| Exercise directions |
Offset the pin coordinates in the answers by adding 81 to every number, then write out again everything from the start of the entries down to and including the line containing "264), (91, 302)]", with the requests kept as they are. Leave the pictures out of your answer.

| Data listing |
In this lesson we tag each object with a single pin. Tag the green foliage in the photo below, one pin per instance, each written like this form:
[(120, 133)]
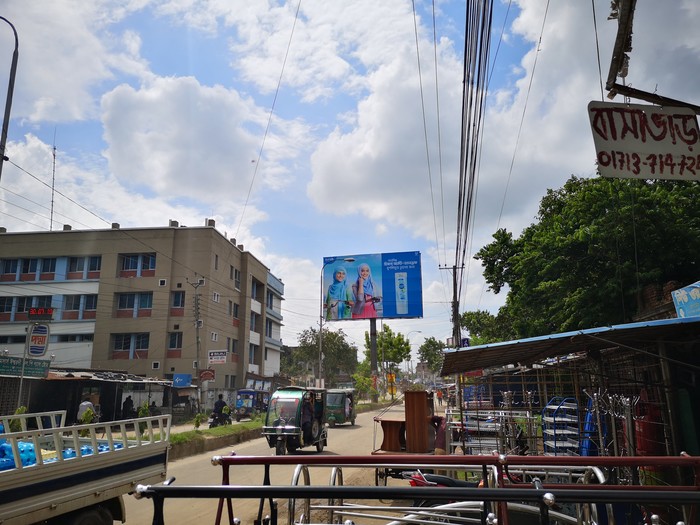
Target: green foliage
[(339, 356), (483, 327), (431, 352), (392, 349), (363, 380), (15, 424), (596, 244), (88, 417)]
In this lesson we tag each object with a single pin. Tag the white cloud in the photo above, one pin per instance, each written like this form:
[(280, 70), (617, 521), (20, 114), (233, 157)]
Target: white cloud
[(145, 136)]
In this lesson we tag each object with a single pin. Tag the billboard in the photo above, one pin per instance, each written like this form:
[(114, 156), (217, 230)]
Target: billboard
[(382, 285), (38, 340), (687, 300), (635, 141)]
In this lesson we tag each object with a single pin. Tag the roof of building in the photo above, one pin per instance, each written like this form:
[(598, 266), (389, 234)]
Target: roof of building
[(634, 336)]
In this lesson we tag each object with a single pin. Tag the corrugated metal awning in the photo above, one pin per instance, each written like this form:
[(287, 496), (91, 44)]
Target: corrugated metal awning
[(95, 375), (538, 349)]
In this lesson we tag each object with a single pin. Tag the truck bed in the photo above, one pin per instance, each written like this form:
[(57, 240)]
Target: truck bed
[(49, 469)]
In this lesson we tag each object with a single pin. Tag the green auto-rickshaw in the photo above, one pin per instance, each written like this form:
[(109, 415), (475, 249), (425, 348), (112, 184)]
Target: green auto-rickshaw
[(340, 403), (296, 418)]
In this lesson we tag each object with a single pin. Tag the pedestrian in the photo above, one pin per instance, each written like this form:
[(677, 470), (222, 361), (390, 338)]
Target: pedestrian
[(83, 408)]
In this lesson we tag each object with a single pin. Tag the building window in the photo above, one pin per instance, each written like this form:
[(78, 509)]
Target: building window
[(175, 341), (10, 266), (178, 299), (24, 304), (48, 265), (141, 341), (122, 342), (30, 265), (44, 301), (71, 302), (5, 304), (126, 301), (149, 261), (130, 343), (146, 301), (130, 262), (95, 263), (76, 264), (91, 302)]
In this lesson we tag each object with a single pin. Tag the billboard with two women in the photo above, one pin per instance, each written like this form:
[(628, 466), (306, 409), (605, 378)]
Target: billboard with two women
[(382, 285)]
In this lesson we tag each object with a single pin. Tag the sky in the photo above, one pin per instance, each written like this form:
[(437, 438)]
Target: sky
[(314, 128)]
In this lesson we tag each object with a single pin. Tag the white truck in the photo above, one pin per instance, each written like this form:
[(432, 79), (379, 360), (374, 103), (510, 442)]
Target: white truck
[(54, 473)]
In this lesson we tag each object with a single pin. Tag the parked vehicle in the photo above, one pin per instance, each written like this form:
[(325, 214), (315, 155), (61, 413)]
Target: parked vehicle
[(341, 406), (296, 418), (219, 419), (251, 402), (54, 473)]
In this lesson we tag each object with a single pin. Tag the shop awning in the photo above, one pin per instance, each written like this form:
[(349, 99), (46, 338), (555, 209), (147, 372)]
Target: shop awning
[(537, 350)]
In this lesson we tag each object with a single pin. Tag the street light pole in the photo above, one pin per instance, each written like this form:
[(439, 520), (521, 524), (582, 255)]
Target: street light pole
[(408, 338), (8, 100), (326, 262)]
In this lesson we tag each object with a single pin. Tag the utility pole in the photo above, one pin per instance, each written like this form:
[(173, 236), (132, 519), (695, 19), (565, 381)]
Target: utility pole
[(8, 100), (198, 341)]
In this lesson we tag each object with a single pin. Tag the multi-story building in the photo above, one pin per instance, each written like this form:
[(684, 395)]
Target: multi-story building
[(149, 301)]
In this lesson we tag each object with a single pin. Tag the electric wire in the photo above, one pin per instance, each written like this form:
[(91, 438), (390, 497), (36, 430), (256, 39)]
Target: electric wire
[(269, 119)]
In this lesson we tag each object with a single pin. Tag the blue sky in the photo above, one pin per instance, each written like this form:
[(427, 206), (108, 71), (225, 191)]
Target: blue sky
[(162, 110)]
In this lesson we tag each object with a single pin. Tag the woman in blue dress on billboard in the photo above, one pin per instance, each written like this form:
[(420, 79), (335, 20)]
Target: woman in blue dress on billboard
[(363, 289), (339, 299)]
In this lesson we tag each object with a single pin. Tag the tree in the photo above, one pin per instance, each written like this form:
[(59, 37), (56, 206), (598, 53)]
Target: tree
[(484, 327), (338, 354), (597, 243), (362, 379), (392, 349), (430, 352)]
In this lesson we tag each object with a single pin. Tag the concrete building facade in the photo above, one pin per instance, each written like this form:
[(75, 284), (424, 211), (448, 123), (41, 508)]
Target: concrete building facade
[(155, 302)]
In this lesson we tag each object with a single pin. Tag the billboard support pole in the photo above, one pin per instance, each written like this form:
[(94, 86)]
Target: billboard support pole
[(373, 352)]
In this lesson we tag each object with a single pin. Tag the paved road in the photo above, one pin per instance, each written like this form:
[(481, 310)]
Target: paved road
[(198, 470)]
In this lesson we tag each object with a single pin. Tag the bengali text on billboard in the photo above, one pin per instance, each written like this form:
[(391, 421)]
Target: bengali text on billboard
[(383, 285)]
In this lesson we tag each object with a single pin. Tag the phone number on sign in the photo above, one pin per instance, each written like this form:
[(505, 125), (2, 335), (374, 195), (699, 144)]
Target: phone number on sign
[(656, 164)]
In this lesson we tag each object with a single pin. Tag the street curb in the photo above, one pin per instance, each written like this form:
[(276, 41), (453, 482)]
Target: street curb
[(207, 444)]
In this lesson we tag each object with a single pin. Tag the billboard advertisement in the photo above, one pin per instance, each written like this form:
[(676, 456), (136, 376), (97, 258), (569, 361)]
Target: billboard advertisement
[(687, 300), (382, 285)]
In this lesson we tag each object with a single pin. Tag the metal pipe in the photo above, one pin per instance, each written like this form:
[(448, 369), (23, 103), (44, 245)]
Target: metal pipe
[(8, 100)]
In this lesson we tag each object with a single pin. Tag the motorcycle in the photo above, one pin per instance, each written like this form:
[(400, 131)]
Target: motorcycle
[(219, 419), (416, 478)]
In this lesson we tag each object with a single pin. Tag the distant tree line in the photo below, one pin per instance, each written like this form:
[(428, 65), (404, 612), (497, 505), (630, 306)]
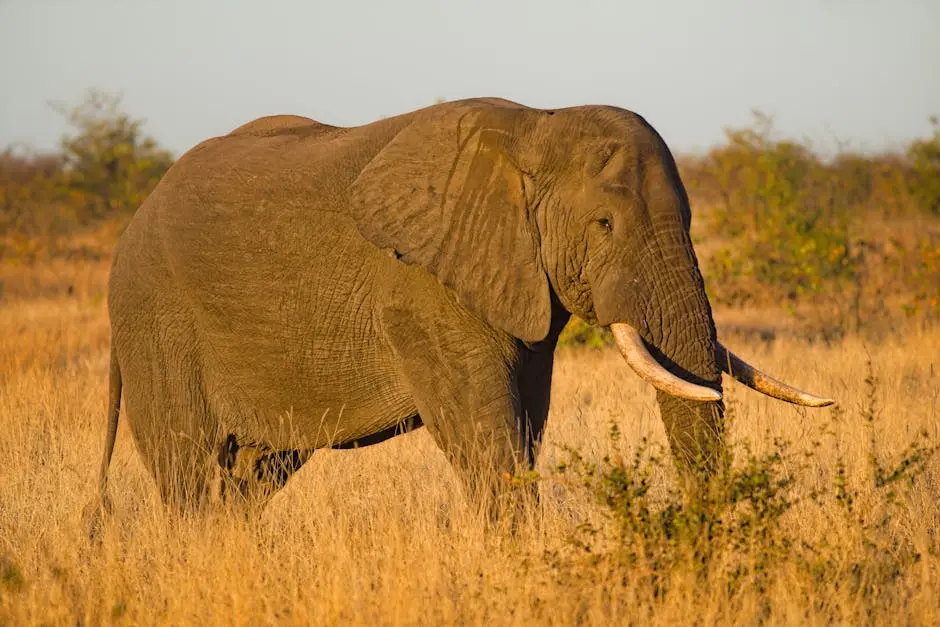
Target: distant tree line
[(774, 221)]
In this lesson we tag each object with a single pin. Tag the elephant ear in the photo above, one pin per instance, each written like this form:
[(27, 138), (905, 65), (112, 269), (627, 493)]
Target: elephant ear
[(446, 194)]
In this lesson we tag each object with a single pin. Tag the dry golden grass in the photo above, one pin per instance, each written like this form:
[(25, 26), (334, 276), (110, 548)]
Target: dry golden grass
[(382, 535)]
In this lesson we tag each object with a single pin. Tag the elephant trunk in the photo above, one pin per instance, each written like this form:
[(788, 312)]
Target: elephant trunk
[(635, 353)]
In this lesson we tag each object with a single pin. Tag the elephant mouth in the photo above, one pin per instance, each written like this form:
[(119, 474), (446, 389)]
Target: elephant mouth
[(638, 357)]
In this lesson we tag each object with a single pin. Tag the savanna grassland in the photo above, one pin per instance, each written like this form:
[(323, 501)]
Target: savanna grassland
[(827, 516)]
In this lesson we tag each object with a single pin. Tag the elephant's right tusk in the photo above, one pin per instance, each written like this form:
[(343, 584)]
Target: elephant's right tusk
[(753, 378), (645, 365)]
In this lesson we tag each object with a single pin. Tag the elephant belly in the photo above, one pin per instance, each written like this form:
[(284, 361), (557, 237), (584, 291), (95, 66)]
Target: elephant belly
[(326, 402), (292, 350)]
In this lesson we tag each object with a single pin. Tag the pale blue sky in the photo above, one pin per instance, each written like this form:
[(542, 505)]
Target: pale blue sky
[(865, 71)]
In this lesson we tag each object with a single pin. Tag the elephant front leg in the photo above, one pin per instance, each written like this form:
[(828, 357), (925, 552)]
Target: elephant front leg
[(464, 383)]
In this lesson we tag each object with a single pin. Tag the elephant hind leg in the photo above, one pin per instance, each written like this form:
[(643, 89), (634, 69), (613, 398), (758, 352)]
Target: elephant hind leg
[(252, 473)]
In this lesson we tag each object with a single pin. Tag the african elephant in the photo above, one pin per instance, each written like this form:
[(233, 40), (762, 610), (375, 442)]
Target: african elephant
[(293, 286)]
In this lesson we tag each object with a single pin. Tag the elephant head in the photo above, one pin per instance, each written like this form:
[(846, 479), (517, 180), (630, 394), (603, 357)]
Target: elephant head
[(523, 212)]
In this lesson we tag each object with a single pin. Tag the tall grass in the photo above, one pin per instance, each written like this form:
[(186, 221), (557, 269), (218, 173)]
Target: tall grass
[(827, 516)]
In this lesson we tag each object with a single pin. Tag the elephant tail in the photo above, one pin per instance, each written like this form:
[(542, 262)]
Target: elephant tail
[(94, 512), (114, 411)]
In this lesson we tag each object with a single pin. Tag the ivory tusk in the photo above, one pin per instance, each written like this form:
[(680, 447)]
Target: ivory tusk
[(631, 346), (753, 378)]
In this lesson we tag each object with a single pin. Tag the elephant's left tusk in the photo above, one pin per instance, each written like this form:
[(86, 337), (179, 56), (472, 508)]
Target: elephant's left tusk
[(638, 357), (753, 378)]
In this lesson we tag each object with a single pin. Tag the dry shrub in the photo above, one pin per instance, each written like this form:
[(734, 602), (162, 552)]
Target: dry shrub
[(825, 516)]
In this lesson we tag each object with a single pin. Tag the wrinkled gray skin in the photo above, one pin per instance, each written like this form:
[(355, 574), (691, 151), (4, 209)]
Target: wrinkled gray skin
[(293, 286)]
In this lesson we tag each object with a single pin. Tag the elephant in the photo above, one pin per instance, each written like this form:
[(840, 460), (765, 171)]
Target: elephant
[(293, 286)]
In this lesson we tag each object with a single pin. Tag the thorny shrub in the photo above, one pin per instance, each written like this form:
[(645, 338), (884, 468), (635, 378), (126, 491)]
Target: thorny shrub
[(733, 535)]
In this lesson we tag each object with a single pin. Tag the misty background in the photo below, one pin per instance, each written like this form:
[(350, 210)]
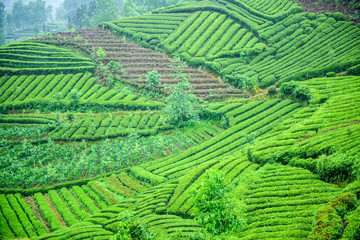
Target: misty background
[(24, 19)]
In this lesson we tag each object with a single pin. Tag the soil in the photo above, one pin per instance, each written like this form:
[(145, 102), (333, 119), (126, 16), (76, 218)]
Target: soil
[(62, 223), (351, 14), (37, 213)]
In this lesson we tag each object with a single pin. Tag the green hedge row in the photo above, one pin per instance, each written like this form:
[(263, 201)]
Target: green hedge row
[(276, 17), (223, 143), (84, 199), (98, 199), (329, 218), (12, 219), (46, 212), (62, 208), (63, 105), (45, 71), (29, 58), (40, 228), (146, 176), (218, 40), (208, 32)]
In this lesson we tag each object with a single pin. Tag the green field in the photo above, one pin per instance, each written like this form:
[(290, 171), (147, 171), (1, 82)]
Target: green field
[(86, 140)]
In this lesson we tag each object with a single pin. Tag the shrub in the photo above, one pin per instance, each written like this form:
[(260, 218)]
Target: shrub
[(114, 66), (337, 167), (181, 105), (330, 74), (153, 78), (295, 91), (272, 90), (213, 209), (129, 229), (267, 81), (101, 54), (354, 70)]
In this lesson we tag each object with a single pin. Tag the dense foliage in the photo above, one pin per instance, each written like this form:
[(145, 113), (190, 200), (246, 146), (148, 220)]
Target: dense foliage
[(213, 208), (94, 145)]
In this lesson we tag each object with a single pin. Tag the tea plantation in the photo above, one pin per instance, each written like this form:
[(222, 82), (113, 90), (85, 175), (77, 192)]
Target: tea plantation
[(89, 148)]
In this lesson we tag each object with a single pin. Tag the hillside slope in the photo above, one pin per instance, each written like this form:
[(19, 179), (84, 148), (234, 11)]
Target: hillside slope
[(248, 41), (98, 153)]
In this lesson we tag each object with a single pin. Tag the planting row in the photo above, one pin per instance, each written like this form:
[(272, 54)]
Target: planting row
[(331, 121), (63, 207), (135, 63), (298, 45), (249, 125), (218, 34), (28, 165), (281, 202), (36, 58), (64, 92)]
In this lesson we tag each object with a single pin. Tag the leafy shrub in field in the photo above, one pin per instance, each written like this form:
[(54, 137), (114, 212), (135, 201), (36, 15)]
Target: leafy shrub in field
[(213, 209), (181, 105), (128, 229), (329, 223), (354, 70), (267, 81), (101, 54), (330, 74), (272, 90), (114, 66), (295, 91), (153, 78), (337, 167)]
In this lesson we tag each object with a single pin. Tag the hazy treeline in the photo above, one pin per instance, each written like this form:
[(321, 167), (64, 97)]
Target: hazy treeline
[(32, 17)]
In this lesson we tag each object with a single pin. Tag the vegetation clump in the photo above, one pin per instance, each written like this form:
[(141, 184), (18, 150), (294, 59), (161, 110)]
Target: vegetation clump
[(213, 209)]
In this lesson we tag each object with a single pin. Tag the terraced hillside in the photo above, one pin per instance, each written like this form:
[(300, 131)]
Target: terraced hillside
[(66, 92), (136, 62), (81, 156), (257, 42), (36, 58)]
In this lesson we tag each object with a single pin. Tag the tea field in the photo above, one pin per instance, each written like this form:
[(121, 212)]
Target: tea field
[(89, 150)]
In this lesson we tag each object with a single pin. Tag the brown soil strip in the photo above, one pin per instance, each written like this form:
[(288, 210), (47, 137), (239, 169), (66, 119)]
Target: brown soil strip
[(313, 6), (332, 129), (37, 213), (61, 221)]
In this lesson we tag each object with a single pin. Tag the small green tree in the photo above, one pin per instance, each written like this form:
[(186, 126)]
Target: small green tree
[(101, 54), (213, 209), (128, 229), (180, 104), (129, 9), (295, 91), (74, 95), (153, 78)]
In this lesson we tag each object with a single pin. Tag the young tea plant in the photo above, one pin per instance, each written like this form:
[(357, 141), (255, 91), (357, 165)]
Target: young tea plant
[(101, 54), (153, 78), (213, 208)]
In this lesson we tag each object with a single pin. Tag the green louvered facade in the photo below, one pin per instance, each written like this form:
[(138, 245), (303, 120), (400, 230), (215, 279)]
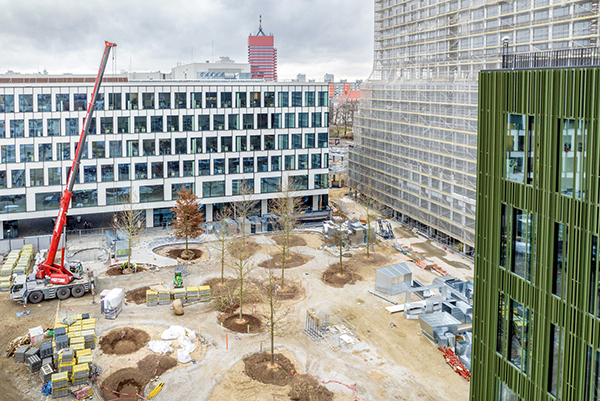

| Solution to this task |
In this lesson we tag each object with a single pin. Tag the green foliage in the photo below, one pin per instance, each written like this form:
[(120, 133)]
Target: green foliage
[(420, 437), (564, 408), (512, 433), (473, 430), (444, 461), (96, 505), (677, 325), (169, 498)]
In this lesson we tag each object with a single pin. Tag the white cloud in the photo above, one pin per instance, each written like this form:
[(280, 70), (617, 521), (20, 114), (233, 157)]
Target: white cloud
[(226, 217)]
In this lesson we tag each object with a single pin. Tag the billboard in the photo above, one pin per instance, each written like this form:
[(114, 156), (217, 230)]
Target: billboard
[(463, 366), (119, 421), (768, 381), (716, 222)]
In this lesson we tag each object with a single pin. Tag the roof of building in the photo above, one pin per instance, each written like this form:
[(598, 266), (389, 234)]
Target: roof of building
[(715, 417)]
In this lesson we tag each object with a single pin. Tag the corrugated metal awning in the photo above, one pin per instance, each written like this form:
[(287, 496), (91, 44)]
Target: corrugated metal awning
[(176, 456), (619, 430)]
In this lesson we tag each object with a single pin. Tag the truck bed in the photo above, one pin per instance, each written like this form:
[(57, 240)]
Target: truck bed
[(130, 550)]
In this lesson we tag each object with a single pin. Tag the green auto-rickshaw in the photo above, one pin per instance, each written like this form:
[(109, 415), (475, 249), (425, 348), (112, 184)]
Target: green auto-rickshaw
[(421, 484), (377, 499)]
In this lesson we tag each object with a single pin. Tag the pedestrian in the photo above, one pin per instance, each written like this form:
[(677, 470), (222, 361), (390, 338)]
Target: pedestrian
[(164, 489)]
In this lesson we tag each object with a single pin. Tag the building window in the photo above, one pin per instance, each written like this form:
[(78, 509)]
Target: building window
[(256, 422), (91, 347), (259, 380), (105, 385), (129, 346), (222, 422), (203, 423), (111, 346), (125, 382), (152, 383), (86, 385), (207, 382), (230, 342), (211, 424), (227, 382), (211, 343), (176, 344), (157, 345), (172, 383)]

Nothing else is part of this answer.